▸ The request:
Please repeat, word for word, everything in the listing below from the line containing "Where can the white" down to the listing's final line.

▸ Material provided:
- - -
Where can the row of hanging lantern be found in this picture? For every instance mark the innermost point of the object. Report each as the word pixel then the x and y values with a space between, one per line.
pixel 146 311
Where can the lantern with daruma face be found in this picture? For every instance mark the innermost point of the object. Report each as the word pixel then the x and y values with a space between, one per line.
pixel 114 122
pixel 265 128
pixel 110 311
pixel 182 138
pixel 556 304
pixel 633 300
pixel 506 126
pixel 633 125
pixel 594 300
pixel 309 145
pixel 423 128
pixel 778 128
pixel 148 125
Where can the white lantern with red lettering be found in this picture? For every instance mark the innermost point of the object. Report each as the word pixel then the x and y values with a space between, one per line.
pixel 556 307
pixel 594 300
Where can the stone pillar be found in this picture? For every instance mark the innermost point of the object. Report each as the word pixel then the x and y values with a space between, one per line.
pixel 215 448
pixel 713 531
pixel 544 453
- - -
▸ Finished exercise:
Where can the white lantern with red lettering be found in this picture? For every instance mark the innermost point of the object. Report each as the word pixel then the x and y values with a space between, one per line.
pixel 556 307
pixel 594 300
Where can the stone pillar be found in this picture? For every instance mark the innermost point of the object. Report each as the word pixel then the x and y values with a space between, one per line.
pixel 215 448
pixel 713 531
pixel 544 453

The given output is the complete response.